RECORDS TO USE
begin

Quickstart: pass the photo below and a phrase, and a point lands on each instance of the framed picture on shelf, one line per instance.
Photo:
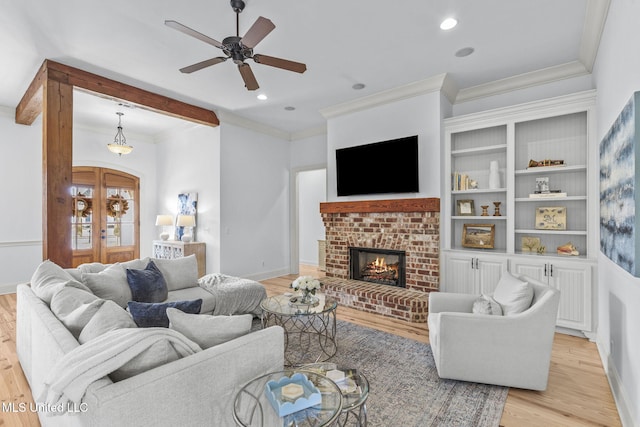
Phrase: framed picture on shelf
(465, 208)
(551, 218)
(478, 236)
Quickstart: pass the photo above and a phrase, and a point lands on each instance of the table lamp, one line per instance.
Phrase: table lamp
(163, 221)
(187, 221)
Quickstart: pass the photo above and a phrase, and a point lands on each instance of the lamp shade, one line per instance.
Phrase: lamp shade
(186, 221)
(164, 220)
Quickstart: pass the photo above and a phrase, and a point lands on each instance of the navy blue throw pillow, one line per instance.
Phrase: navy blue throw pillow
(147, 285)
(148, 315)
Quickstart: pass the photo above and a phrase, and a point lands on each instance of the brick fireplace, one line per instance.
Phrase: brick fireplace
(408, 225)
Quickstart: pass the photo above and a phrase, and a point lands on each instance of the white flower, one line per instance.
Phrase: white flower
(308, 283)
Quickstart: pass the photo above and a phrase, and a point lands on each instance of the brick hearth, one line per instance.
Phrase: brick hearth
(410, 225)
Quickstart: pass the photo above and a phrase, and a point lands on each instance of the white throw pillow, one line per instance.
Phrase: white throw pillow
(111, 283)
(513, 295)
(208, 331)
(487, 305)
(179, 273)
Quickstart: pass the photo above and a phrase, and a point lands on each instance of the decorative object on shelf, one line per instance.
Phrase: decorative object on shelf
(119, 145)
(478, 236)
(307, 285)
(619, 195)
(497, 208)
(188, 221)
(163, 221)
(494, 175)
(567, 249)
(542, 185)
(530, 244)
(545, 163)
(82, 206)
(117, 206)
(465, 208)
(551, 218)
(187, 205)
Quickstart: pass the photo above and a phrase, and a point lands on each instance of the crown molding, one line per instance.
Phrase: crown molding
(522, 81)
(234, 119)
(594, 20)
(432, 84)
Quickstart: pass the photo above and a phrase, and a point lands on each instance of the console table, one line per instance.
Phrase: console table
(170, 249)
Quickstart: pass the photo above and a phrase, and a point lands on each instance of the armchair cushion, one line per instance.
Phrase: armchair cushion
(513, 295)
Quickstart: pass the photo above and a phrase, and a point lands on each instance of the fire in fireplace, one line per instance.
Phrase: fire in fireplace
(383, 266)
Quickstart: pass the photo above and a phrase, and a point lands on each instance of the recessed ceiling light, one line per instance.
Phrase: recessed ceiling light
(465, 51)
(448, 24)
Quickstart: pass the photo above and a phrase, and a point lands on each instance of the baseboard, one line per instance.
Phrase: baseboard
(619, 395)
(8, 289)
(267, 274)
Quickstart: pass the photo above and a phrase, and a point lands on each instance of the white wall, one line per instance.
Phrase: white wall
(188, 160)
(419, 115)
(254, 203)
(312, 190)
(617, 76)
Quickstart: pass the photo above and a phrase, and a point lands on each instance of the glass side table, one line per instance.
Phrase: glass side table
(310, 330)
(354, 394)
(252, 408)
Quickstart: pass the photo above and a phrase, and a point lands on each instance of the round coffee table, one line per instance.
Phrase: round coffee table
(252, 408)
(310, 330)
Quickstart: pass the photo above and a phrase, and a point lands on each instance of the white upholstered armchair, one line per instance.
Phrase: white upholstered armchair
(513, 350)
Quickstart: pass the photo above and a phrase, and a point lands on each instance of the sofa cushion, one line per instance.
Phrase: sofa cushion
(147, 285)
(179, 273)
(75, 308)
(187, 294)
(148, 315)
(109, 316)
(486, 305)
(49, 278)
(158, 354)
(513, 295)
(208, 331)
(111, 283)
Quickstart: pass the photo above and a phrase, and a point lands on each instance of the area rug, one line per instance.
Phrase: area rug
(405, 389)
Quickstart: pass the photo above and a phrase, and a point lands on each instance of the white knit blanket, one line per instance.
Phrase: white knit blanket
(234, 295)
(75, 371)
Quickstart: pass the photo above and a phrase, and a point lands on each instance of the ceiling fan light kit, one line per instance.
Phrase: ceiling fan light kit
(239, 49)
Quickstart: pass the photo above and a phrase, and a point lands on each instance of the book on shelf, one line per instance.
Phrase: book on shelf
(549, 195)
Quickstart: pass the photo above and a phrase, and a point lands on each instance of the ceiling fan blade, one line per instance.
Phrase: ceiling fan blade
(257, 32)
(203, 64)
(285, 64)
(247, 75)
(193, 33)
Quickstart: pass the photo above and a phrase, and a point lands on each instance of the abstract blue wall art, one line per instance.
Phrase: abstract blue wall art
(619, 153)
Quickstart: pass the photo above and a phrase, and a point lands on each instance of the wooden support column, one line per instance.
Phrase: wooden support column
(57, 148)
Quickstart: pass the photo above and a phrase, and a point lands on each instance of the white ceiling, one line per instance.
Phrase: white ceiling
(383, 44)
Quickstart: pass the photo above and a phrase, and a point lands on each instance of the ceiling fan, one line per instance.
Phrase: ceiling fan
(239, 49)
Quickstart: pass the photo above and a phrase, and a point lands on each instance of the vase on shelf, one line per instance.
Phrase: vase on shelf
(494, 175)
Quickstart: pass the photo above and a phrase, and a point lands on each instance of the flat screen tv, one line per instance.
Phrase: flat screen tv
(382, 167)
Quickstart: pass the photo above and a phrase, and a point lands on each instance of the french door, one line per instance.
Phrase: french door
(105, 217)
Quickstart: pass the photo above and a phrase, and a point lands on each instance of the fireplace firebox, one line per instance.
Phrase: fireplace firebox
(383, 266)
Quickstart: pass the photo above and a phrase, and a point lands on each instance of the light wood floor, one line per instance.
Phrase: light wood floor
(578, 393)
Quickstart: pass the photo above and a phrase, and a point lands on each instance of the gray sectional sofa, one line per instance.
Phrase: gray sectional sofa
(196, 389)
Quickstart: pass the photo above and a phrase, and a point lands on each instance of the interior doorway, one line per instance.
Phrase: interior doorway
(309, 190)
(105, 216)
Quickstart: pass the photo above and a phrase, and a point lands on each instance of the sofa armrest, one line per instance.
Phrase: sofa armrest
(199, 389)
(445, 301)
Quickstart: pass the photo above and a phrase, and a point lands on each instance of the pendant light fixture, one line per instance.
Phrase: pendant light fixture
(119, 145)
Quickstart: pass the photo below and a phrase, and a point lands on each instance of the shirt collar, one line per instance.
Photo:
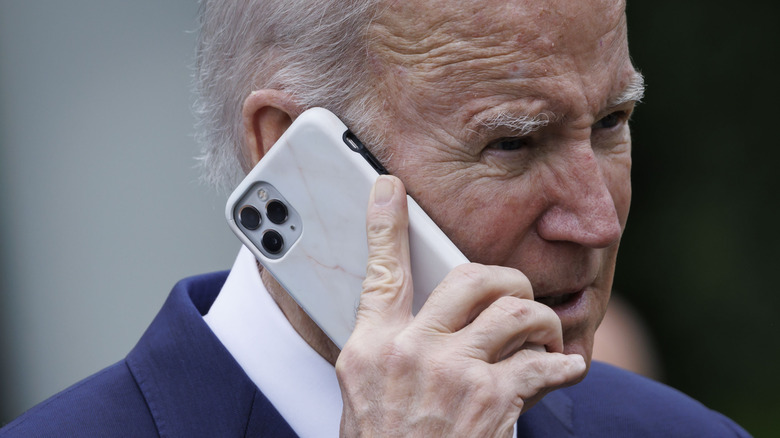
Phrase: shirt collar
(295, 379)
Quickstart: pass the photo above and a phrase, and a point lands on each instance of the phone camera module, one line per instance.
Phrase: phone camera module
(272, 241)
(276, 212)
(250, 218)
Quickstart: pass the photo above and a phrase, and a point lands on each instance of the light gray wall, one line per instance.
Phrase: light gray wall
(100, 208)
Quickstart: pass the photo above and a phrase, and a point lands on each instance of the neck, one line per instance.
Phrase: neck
(300, 321)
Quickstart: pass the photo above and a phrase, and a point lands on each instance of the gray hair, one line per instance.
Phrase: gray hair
(313, 49)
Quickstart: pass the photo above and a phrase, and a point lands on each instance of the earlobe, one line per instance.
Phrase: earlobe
(267, 114)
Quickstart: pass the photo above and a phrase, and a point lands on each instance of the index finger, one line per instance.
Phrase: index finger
(387, 289)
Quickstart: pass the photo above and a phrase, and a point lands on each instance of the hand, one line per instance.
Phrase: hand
(461, 367)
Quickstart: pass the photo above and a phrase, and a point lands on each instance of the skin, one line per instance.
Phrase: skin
(540, 214)
(555, 208)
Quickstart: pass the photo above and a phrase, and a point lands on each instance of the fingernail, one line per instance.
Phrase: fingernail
(383, 190)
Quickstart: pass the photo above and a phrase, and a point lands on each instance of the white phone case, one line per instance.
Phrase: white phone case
(326, 186)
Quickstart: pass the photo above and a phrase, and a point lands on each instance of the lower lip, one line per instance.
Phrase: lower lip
(572, 310)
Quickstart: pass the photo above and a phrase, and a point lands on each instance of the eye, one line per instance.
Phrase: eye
(510, 144)
(611, 120)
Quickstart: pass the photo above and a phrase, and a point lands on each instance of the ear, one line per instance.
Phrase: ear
(267, 114)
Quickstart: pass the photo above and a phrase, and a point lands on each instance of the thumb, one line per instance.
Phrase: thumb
(387, 289)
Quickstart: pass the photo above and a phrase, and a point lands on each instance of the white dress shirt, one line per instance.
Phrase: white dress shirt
(295, 378)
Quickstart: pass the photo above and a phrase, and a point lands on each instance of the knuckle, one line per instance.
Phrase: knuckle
(471, 275)
(383, 274)
(513, 307)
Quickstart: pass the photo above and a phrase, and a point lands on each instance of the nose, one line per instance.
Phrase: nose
(580, 207)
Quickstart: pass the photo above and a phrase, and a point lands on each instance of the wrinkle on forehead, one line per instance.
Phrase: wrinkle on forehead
(440, 56)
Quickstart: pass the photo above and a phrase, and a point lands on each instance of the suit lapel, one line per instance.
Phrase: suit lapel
(552, 417)
(192, 385)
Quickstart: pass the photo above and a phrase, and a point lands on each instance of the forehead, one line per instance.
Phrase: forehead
(568, 56)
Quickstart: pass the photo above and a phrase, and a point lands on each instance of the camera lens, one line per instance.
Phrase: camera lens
(272, 241)
(250, 217)
(276, 212)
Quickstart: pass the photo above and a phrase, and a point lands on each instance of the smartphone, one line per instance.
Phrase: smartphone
(302, 213)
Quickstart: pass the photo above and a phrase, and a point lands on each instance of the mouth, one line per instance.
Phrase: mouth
(559, 302)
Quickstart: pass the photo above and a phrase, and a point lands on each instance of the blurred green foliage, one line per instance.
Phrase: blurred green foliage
(699, 255)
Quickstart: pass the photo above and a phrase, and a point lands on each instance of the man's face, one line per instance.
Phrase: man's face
(507, 121)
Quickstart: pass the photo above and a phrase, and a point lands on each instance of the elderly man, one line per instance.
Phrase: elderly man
(508, 122)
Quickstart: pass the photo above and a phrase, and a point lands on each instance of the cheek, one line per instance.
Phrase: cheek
(485, 219)
(617, 176)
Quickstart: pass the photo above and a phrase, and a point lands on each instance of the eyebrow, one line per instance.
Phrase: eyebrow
(526, 124)
(634, 91)
(519, 125)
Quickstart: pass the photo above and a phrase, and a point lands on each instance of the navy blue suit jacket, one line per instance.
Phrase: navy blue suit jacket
(179, 381)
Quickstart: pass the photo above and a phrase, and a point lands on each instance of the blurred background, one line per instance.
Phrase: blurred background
(101, 211)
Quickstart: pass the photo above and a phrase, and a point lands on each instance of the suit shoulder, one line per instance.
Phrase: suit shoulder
(624, 401)
(106, 404)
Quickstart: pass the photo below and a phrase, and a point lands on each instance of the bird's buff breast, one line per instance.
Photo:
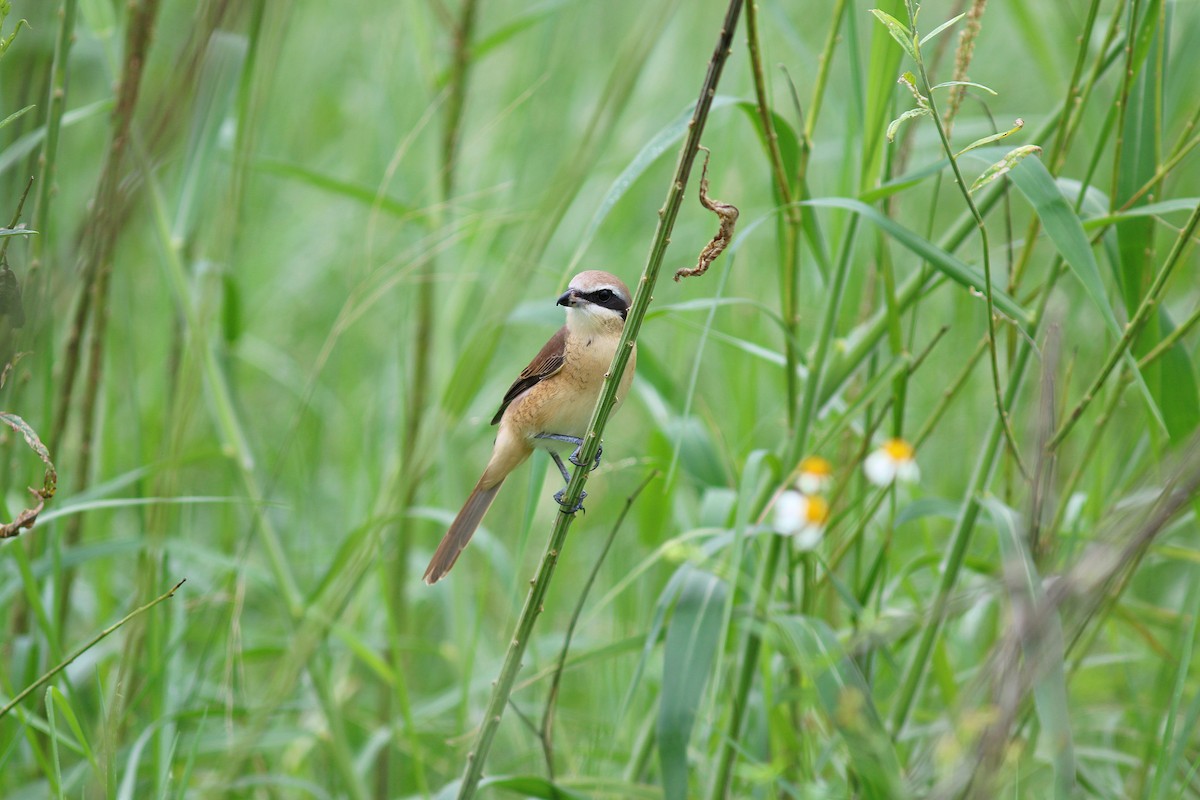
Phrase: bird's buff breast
(563, 403)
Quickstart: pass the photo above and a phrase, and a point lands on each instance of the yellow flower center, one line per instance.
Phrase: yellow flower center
(816, 465)
(816, 511)
(898, 450)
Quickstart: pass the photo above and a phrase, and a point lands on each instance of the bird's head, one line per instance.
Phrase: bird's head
(595, 300)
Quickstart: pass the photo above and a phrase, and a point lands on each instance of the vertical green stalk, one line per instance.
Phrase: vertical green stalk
(1149, 302)
(763, 588)
(55, 106)
(1001, 407)
(419, 386)
(533, 606)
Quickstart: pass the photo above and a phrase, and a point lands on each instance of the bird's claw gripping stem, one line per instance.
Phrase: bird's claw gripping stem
(558, 499)
(575, 457)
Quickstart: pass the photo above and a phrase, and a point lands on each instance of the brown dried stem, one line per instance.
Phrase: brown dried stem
(724, 235)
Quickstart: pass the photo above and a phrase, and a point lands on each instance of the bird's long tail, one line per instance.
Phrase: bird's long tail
(461, 529)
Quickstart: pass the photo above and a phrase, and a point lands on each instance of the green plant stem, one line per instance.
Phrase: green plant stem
(960, 536)
(822, 79)
(546, 731)
(1132, 329)
(533, 605)
(935, 116)
(790, 266)
(1170, 340)
(66, 662)
(751, 647)
(747, 668)
(55, 108)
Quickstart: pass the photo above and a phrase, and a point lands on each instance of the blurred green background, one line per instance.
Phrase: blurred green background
(282, 391)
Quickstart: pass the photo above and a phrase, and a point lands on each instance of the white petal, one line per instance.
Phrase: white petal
(790, 512)
(880, 468)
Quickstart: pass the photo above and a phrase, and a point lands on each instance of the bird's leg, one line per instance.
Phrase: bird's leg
(579, 445)
(562, 467)
(567, 479)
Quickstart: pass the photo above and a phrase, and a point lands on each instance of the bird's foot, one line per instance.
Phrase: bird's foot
(575, 457)
(563, 507)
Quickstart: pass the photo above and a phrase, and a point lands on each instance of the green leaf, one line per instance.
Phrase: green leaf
(365, 194)
(899, 31)
(846, 702)
(939, 258)
(16, 115)
(789, 144)
(1149, 210)
(990, 139)
(947, 84)
(912, 113)
(1066, 230)
(941, 28)
(660, 143)
(903, 182)
(532, 786)
(19, 150)
(1042, 643)
(687, 657)
(1003, 166)
(1176, 385)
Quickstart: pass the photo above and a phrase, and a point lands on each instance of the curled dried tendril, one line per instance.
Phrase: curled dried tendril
(27, 518)
(729, 215)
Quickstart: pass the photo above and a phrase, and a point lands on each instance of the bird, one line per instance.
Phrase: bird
(550, 404)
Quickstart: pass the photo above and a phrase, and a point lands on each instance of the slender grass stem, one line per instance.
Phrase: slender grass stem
(55, 107)
(935, 116)
(1132, 329)
(96, 639)
(960, 536)
(534, 602)
(546, 729)
(790, 264)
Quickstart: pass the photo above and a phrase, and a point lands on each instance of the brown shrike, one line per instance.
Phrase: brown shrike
(550, 404)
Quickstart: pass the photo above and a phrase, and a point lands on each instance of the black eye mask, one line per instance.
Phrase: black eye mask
(609, 299)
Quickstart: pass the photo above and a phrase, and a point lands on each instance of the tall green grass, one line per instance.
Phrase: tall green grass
(280, 282)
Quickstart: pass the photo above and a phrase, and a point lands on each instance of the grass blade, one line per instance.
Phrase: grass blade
(688, 655)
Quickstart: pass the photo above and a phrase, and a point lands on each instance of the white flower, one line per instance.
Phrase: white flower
(816, 475)
(894, 461)
(802, 516)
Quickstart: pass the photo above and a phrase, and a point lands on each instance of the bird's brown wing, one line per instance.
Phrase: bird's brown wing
(547, 361)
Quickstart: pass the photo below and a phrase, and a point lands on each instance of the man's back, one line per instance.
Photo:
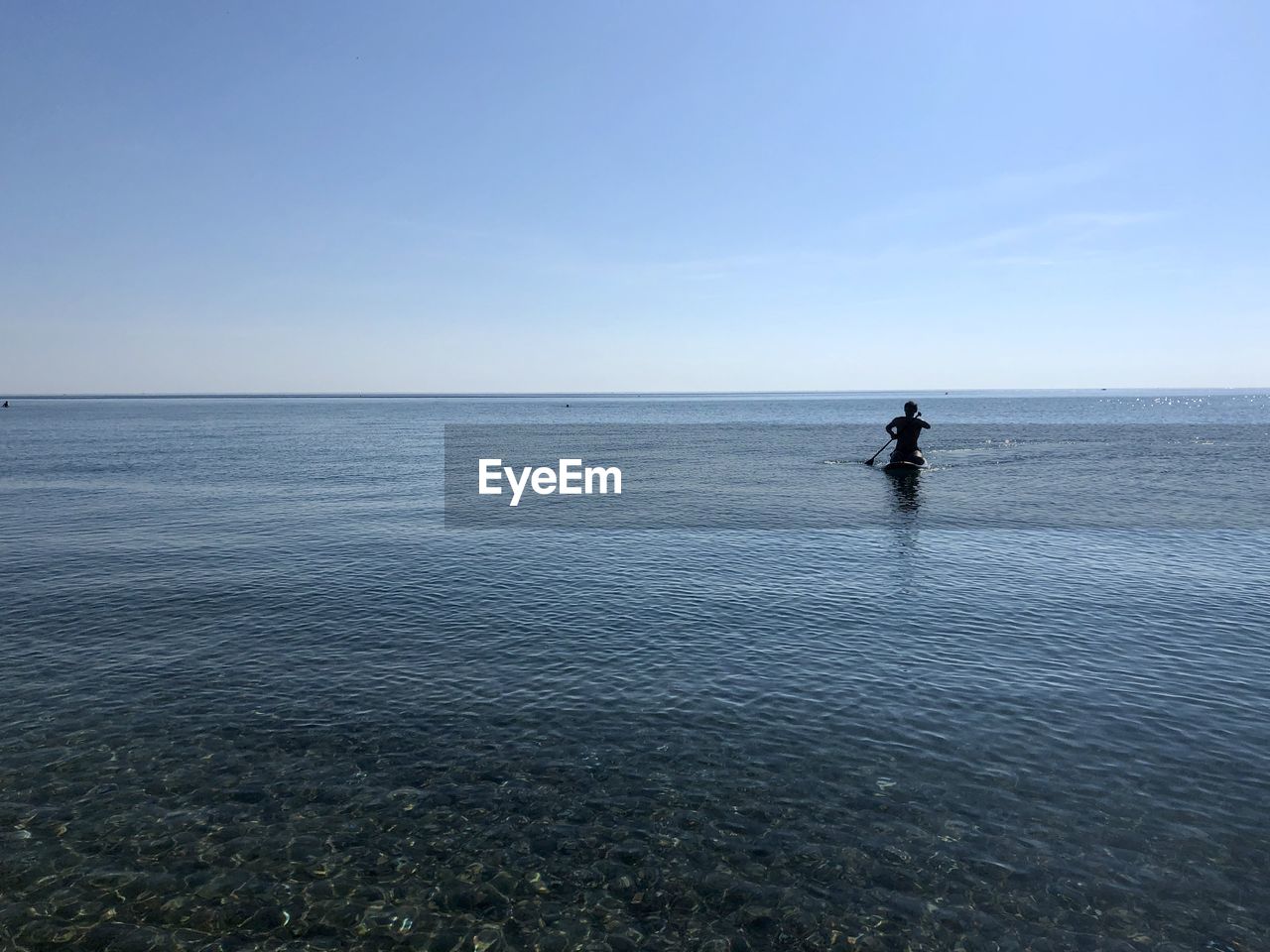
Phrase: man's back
(907, 429)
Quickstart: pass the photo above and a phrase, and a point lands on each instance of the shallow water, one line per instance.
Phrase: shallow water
(254, 694)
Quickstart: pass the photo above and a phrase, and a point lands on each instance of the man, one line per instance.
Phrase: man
(905, 430)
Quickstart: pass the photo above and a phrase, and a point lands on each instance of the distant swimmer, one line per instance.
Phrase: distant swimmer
(905, 430)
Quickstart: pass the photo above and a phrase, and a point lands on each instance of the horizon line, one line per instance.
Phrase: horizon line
(540, 395)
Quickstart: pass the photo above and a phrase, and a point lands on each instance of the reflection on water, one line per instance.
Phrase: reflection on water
(906, 489)
(252, 697)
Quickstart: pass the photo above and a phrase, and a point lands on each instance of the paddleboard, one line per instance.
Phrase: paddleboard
(906, 465)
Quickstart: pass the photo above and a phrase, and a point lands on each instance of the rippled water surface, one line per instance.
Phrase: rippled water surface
(254, 694)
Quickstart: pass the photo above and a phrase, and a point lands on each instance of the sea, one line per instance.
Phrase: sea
(257, 692)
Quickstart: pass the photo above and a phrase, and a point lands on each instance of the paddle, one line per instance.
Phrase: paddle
(869, 461)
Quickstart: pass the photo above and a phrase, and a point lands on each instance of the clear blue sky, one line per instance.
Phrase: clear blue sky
(633, 195)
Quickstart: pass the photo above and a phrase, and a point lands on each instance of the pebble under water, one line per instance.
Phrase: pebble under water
(254, 696)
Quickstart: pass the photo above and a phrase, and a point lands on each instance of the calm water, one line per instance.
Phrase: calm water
(253, 694)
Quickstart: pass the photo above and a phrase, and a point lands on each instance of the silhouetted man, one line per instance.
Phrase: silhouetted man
(905, 430)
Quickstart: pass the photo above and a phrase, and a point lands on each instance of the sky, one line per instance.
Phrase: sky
(601, 195)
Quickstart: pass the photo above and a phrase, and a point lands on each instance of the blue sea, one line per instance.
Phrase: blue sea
(257, 694)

end

EXERCISE DIRECTIONS
Can you output everything from the line containing "silhouetted man, one line per instance." down to the end of the rows as a two-column CSV with the headers text and answer, one CSV row per row, each field in double quotes and line breaks replaced by spaces?

RESPONSE TO THE TASK
text,answer
"Quickstart: pass the photo above and a phrase, and a point lands on each instance of the silhouetted man, one line per instance. Phrase: silhouetted man","(905, 430)"
"Quickstart: pass the photo above and a phrase, and a point lands on each instance of the sky, one line per instance. Phrase: sky","(601, 195)"
"Quickstart: pass the photo above and a phrase, and a point lands on each instance of the blue sea, one line per instance. Phrase: blue sea","(257, 694)"